- What needs to be done: Rewrite the records with every occurrence of "dried flower cluster" changed to "withered blossom cluster", keeping everything else unchanged. Leave the pictures out of your answer.

Extracted records:
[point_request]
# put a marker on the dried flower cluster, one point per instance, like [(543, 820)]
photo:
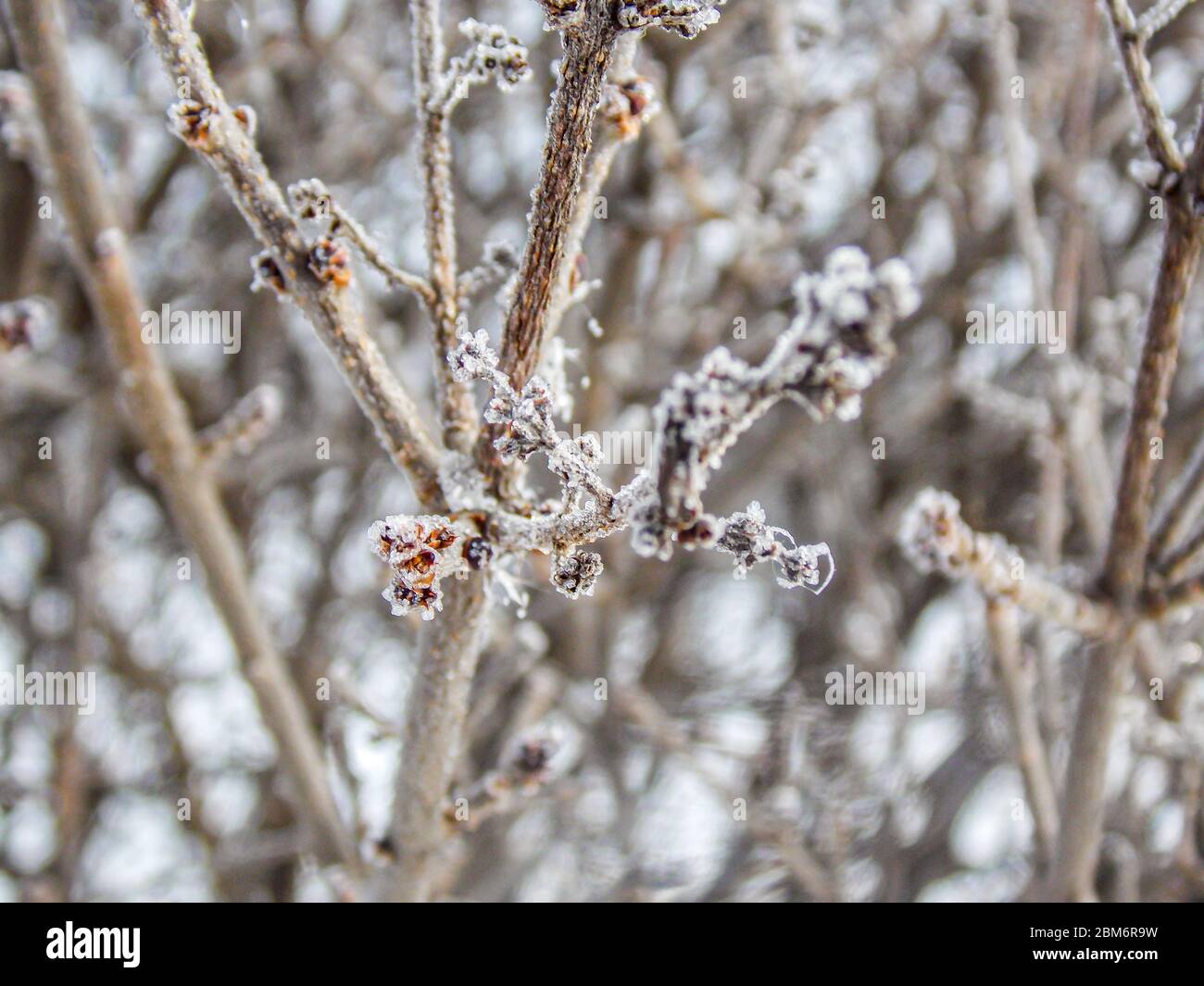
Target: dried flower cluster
[(244, 426), (627, 105), (687, 19), (834, 349), (751, 541)]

- Complete output:
[point_request]
# put a marker on the withered blossom cluster, one point per instance, like [(543, 820)]
photo:
Target: withered blossom cluster
[(244, 426), (627, 105), (687, 19), (834, 349), (751, 541)]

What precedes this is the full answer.